**PROBLEM**
Set every entry down again exactly, omitting none.

============================================================

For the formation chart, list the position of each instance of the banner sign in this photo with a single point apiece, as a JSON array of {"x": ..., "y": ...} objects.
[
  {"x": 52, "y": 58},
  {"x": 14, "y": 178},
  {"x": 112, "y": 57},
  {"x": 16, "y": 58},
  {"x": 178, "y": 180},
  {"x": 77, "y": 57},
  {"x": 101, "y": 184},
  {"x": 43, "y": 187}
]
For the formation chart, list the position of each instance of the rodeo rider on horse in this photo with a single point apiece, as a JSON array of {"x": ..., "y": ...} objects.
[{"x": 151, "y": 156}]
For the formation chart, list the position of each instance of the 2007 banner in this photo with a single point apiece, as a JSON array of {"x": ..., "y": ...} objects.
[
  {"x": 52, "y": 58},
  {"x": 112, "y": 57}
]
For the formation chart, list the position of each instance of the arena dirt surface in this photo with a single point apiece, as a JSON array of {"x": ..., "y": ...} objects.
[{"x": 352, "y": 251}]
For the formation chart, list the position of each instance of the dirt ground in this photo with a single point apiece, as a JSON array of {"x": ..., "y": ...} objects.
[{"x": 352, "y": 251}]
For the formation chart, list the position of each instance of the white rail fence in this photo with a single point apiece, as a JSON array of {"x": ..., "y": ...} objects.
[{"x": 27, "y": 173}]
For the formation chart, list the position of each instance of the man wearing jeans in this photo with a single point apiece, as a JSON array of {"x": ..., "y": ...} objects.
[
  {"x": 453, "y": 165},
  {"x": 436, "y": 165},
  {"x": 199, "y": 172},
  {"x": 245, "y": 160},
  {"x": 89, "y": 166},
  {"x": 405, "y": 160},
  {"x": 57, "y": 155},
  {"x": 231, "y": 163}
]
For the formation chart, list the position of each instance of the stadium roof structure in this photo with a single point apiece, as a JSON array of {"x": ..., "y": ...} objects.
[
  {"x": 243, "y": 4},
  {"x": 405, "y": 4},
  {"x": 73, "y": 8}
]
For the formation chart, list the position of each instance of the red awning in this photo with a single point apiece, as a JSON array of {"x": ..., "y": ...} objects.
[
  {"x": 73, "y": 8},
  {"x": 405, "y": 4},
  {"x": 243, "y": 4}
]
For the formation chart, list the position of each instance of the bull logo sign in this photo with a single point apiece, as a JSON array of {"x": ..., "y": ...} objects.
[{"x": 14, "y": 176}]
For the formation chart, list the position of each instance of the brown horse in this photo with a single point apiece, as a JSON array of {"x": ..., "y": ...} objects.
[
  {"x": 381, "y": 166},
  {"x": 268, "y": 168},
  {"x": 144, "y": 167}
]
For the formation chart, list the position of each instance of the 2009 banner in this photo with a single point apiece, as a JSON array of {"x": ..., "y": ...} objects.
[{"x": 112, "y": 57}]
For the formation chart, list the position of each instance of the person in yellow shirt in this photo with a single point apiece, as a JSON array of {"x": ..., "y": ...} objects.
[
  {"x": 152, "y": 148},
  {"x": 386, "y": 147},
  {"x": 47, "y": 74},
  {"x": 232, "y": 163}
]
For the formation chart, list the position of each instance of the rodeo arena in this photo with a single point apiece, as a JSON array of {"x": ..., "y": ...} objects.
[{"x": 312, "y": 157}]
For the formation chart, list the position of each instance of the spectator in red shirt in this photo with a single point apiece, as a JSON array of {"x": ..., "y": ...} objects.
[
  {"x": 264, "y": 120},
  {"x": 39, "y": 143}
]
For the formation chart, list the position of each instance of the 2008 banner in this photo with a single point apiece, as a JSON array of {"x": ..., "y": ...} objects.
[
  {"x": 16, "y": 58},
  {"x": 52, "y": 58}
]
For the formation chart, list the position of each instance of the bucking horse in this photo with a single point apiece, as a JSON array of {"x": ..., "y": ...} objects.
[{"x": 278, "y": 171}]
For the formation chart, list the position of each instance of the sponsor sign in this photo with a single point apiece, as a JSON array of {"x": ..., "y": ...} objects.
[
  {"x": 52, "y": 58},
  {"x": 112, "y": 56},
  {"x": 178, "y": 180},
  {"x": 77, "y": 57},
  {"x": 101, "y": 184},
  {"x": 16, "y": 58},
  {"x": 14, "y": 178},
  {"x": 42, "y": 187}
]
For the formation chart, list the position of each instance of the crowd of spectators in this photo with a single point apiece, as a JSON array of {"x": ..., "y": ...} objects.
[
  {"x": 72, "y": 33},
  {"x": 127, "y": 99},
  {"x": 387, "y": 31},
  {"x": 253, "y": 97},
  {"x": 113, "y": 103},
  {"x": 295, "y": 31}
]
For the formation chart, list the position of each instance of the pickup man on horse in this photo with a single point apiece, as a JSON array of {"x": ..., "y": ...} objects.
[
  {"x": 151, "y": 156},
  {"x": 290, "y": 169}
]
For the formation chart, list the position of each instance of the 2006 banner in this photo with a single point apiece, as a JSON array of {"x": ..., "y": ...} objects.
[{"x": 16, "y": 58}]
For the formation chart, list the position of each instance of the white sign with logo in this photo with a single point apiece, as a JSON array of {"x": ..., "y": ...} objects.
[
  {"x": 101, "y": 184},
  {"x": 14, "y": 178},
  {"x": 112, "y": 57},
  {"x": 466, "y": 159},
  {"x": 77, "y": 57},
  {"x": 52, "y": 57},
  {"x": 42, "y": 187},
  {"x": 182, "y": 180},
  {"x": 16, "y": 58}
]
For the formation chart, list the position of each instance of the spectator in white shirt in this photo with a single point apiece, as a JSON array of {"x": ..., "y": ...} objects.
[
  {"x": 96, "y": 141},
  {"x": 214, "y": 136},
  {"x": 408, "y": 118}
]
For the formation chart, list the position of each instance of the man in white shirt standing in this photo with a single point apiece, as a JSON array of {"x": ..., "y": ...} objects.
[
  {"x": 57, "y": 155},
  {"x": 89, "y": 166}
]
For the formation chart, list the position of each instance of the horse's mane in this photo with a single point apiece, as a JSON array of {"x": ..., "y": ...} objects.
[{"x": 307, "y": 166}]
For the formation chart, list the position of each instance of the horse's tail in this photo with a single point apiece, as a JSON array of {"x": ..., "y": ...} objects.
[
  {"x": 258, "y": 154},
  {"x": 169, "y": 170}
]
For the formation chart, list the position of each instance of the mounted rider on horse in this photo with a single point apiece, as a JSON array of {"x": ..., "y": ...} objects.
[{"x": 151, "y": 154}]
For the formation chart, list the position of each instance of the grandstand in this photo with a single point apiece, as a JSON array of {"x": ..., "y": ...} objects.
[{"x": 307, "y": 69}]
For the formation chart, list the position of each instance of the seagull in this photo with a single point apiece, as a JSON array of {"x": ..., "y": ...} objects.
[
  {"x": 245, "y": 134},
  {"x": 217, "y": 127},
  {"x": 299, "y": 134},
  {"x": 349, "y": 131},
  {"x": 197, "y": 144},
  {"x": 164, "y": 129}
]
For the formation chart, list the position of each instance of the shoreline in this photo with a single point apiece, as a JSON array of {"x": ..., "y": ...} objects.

============================================================

**EXERCISE RESULT**
For the formation chart, list the position of each instance of the banner sign in this photo with a single point apiece, as a JSON array of {"x": ..., "y": ...} objects.
[
  {"x": 52, "y": 58},
  {"x": 14, "y": 178},
  {"x": 112, "y": 57},
  {"x": 16, "y": 58},
  {"x": 178, "y": 180},
  {"x": 77, "y": 57},
  {"x": 101, "y": 184},
  {"x": 43, "y": 187}
]
For the formation chart, list the position of each instance of the rodeo rider on horse in this photo with a single point apiece, as a JSON array of {"x": ..., "y": ...} objects.
[{"x": 151, "y": 156}]
For the formation chart, list the position of each instance of the 2007 banner in this photo with a single point apiece, as a JSON array of {"x": ..., "y": ...} objects.
[
  {"x": 52, "y": 58},
  {"x": 112, "y": 57}
]
For the formation chart, list the position of each instance of the arena dirt surface in this photo with a single point apiece, as a JSON array of {"x": ..., "y": ...} objects.
[{"x": 352, "y": 251}]
For the formation chart, list the position of each instance of the dirt ground in this photo with a single point apiece, as a JSON array of {"x": ..., "y": ...} objects.
[{"x": 352, "y": 251}]
For the formation chart, list the position of each instance of the white rail fence in this photo with a single point apiece, as a JSON array of {"x": ..., "y": ...} objects.
[{"x": 27, "y": 173}]
For the formation chart, list the position of each instance of the man wearing jeans in this photo with a single point apiece, as a JSON array of {"x": ..., "y": ...} objects.
[
  {"x": 453, "y": 165},
  {"x": 436, "y": 165},
  {"x": 199, "y": 172},
  {"x": 245, "y": 160},
  {"x": 89, "y": 166},
  {"x": 405, "y": 160},
  {"x": 57, "y": 155},
  {"x": 231, "y": 163}
]
For the formation chart, list the position of each instance of the stadium roof structure in this photo with a single point apiece, as a JSON array of {"x": ..., "y": ...} objects.
[
  {"x": 243, "y": 4},
  {"x": 405, "y": 4},
  {"x": 73, "y": 8}
]
For the formation chart, list the position of each instance of the red awning in this photo with a single point apiece, as a JSON array of {"x": ..., "y": ...} objects.
[
  {"x": 73, "y": 8},
  {"x": 405, "y": 4},
  {"x": 243, "y": 4}
]
For the formation chart, list the position of each instance of the bull logo sign in this photo with a single point apiece, as a JSON array of {"x": ..., "y": ...} objects.
[{"x": 14, "y": 176}]
For the formation chart, list the position of each instance of the brown horse in this photo with a single point apiece, as a JSON array of {"x": ..., "y": ...} objects.
[
  {"x": 381, "y": 166},
  {"x": 268, "y": 168},
  {"x": 144, "y": 167}
]
For the formation chart, list the position of each instance of the 2009 banner in this photo with a single point apiece, as a JSON array of {"x": ..., "y": ...} objects.
[{"x": 112, "y": 57}]
For the formation chart, list the position of each instance of the person in yellow shirt in this photo with a single point apiece, as a JSON array of {"x": ..., "y": ...} objects.
[
  {"x": 152, "y": 148},
  {"x": 386, "y": 147},
  {"x": 47, "y": 74},
  {"x": 232, "y": 163}
]
For the formation chart, list the position of each instance of the rodeo arena in this photo with a single point apiece, as a JSON array of {"x": ..., "y": ...} objects.
[{"x": 312, "y": 157}]
For the formation chart, list the position of each instance of the spectator in red shirt in this photo with a single point apiece, as a JSON array of {"x": ..., "y": ...} objects.
[
  {"x": 264, "y": 120},
  {"x": 39, "y": 143}
]
For the formation chart, list the position of each instance of the 2008 banner in this photo with a single point apiece, as a JSON array of {"x": ..., "y": ...} objects.
[
  {"x": 16, "y": 58},
  {"x": 52, "y": 58}
]
For the formation chart, list the position of each instance of the bucking horse in this photo with a single point apiece, as a JSON array of {"x": ..., "y": ...} objects.
[{"x": 278, "y": 171}]
For the formation chart, list the position of each instance of the sponsor sign in this photo with a single point apiece, as a JSON array of {"x": ..., "y": ...} objects.
[
  {"x": 52, "y": 58},
  {"x": 112, "y": 56},
  {"x": 178, "y": 180},
  {"x": 77, "y": 57},
  {"x": 101, "y": 184},
  {"x": 16, "y": 58},
  {"x": 14, "y": 178},
  {"x": 42, "y": 187}
]
For the formation chart, list the position of each instance of the crowd of spectators in this photo with a single point apiece, as a JSON array of {"x": ..., "y": ...} objects.
[
  {"x": 72, "y": 33},
  {"x": 127, "y": 99},
  {"x": 387, "y": 31},
  {"x": 253, "y": 97},
  {"x": 113, "y": 103},
  {"x": 295, "y": 31}
]
For the formation chart, list the position of each instance of the pickup man on horse in this photo with a single point apiece, as a JSON array of {"x": ..., "y": ...} objects.
[
  {"x": 151, "y": 156},
  {"x": 290, "y": 169}
]
For the formation chart, list the position of each instance of the 2006 banner in this photo with a single point apiece, as a JSON array of {"x": ..., "y": ...} objects.
[{"x": 16, "y": 58}]
For the formation chart, list the position of each instance of the white sign with logo in this photo with a single point apiece, as a JSON array of {"x": ..., "y": ...} objects.
[
  {"x": 101, "y": 184},
  {"x": 14, "y": 178},
  {"x": 112, "y": 57},
  {"x": 466, "y": 159},
  {"x": 77, "y": 57},
  {"x": 52, "y": 57},
  {"x": 42, "y": 187},
  {"x": 182, "y": 180},
  {"x": 16, "y": 58}
]
For the formation chart, list the position of each instance of the spectator in white shirt in this photo with a single point apiece, as a JSON array of {"x": ..., "y": ...} objects.
[
  {"x": 96, "y": 141},
  {"x": 214, "y": 136},
  {"x": 408, "y": 118}
]
For the formation chart, list the position of each instance of the man in white shirt standing in this photo with a single point apiece, as a JSON array of {"x": ..., "y": ...} objects.
[
  {"x": 57, "y": 155},
  {"x": 89, "y": 166}
]
For the formation chart, list the position of each instance of the horse's mane in this photo with a single point apiece, as a JSON array of {"x": ..., "y": ...} objects.
[{"x": 307, "y": 166}]
For the formation chart, list the position of each instance of the horse's tail in this photo with a single point apiece, as a JSON array of {"x": ..., "y": ...} objects.
[
  {"x": 258, "y": 154},
  {"x": 169, "y": 170}
]
For the formation chart, list the position of each instance of the mounted rider on horse in this photo with a single point apiece, as a JSON array of {"x": ..., "y": ...} objects.
[{"x": 151, "y": 154}]
For the formation chart, list the position of each instance of the grandstand in this photo with a single point apiece, as a JSON array of {"x": ..., "y": ...} objects.
[{"x": 307, "y": 69}]
For the formation chart, list the position of each instance of the seagull in this photo with a single point apiece, as a JSON array of {"x": ..., "y": ...} objects.
[
  {"x": 245, "y": 134},
  {"x": 217, "y": 127},
  {"x": 299, "y": 134},
  {"x": 349, "y": 131},
  {"x": 197, "y": 144},
  {"x": 164, "y": 129}
]
For the formation chart, list the position of each instance of the shoreline in this photo with a single point apiece, as a JSON array of {"x": ..., "y": ...} objects.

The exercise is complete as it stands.